━━━━━ DATA

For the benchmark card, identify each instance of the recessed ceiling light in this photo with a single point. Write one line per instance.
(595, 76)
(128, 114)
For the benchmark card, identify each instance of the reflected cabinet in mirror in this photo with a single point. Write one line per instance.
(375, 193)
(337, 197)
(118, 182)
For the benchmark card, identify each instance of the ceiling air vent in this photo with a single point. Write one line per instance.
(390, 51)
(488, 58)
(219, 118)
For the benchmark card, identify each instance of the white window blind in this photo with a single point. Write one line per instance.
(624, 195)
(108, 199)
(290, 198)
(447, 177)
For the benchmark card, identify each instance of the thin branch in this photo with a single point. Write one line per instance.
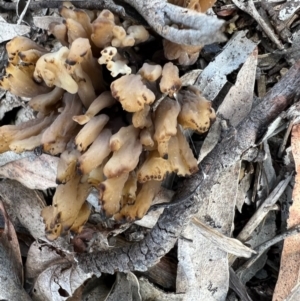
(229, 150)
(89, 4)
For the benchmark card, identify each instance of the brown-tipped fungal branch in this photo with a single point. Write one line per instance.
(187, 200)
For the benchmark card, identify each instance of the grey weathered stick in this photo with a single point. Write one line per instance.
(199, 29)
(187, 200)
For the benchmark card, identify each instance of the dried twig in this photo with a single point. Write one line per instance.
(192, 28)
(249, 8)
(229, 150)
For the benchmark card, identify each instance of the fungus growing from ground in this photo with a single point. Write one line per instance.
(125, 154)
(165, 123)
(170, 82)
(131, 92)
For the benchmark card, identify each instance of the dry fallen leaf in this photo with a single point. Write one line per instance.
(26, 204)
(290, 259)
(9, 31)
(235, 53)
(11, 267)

━━━━━━━━━━
━━━━━ DATA

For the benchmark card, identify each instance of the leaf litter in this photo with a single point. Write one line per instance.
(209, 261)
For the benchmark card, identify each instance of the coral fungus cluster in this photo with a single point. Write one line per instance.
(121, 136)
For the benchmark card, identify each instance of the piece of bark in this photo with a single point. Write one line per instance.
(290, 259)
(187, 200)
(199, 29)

━━━━━━━━━━
━━━━━ DATA

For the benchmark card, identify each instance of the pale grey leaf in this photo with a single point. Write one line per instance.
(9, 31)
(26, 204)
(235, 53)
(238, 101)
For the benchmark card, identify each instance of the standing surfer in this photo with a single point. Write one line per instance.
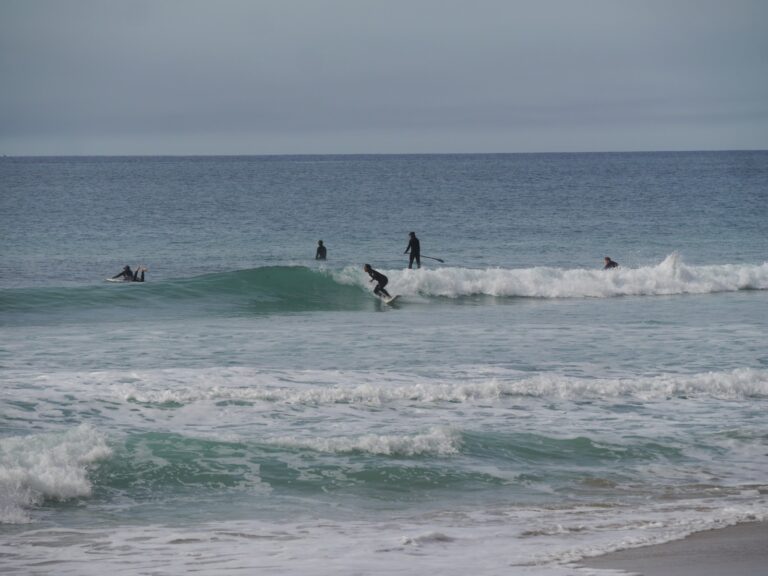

━━━━━━━━━━

STATED TASK: From the records above, copy out each line that contains the word "fungus", without changing the line.

RIGHT ANSWER:
For the benchmark card, identify each instance of the fungus growing from ground in this photo with a single point. Write one line per instance.
For the benchmark card, identify each instance of the coral fungus cluster in this photo with a single point. Write one line per instance.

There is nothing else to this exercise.